===== The input =====

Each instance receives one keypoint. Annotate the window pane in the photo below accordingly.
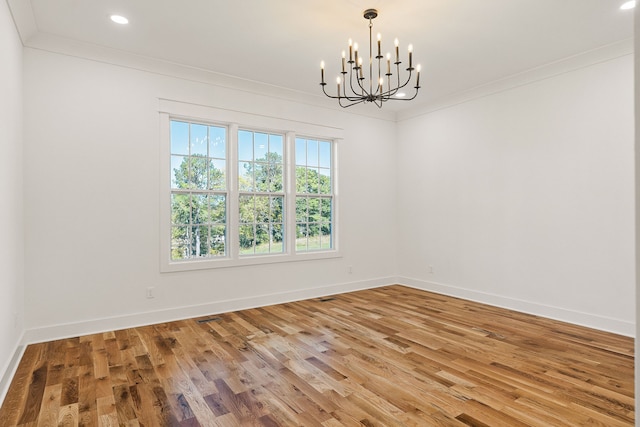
(247, 238)
(217, 209)
(275, 177)
(301, 237)
(245, 145)
(179, 243)
(217, 245)
(277, 235)
(326, 238)
(199, 139)
(199, 241)
(301, 179)
(247, 211)
(314, 236)
(324, 178)
(180, 209)
(179, 138)
(262, 238)
(301, 209)
(261, 176)
(325, 154)
(217, 179)
(245, 176)
(179, 171)
(277, 208)
(199, 208)
(301, 152)
(198, 173)
(325, 210)
(314, 209)
(312, 181)
(217, 142)
(275, 145)
(260, 146)
(262, 209)
(312, 153)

=====

Short task
Can you transcribe every line of the data above verbatim, including all the coordinates, but without the picture?

Complete answer
Each instance receives one keypoint. Annotate the window pane in the photo below accordingly.
(247, 238)
(217, 209)
(275, 177)
(301, 237)
(245, 145)
(179, 243)
(217, 245)
(277, 235)
(326, 238)
(199, 139)
(199, 241)
(301, 179)
(247, 211)
(314, 236)
(324, 178)
(180, 209)
(179, 138)
(262, 238)
(301, 209)
(261, 176)
(325, 154)
(217, 179)
(245, 176)
(179, 171)
(277, 208)
(199, 208)
(301, 152)
(198, 173)
(325, 210)
(314, 209)
(312, 181)
(217, 142)
(275, 145)
(260, 146)
(262, 209)
(312, 153)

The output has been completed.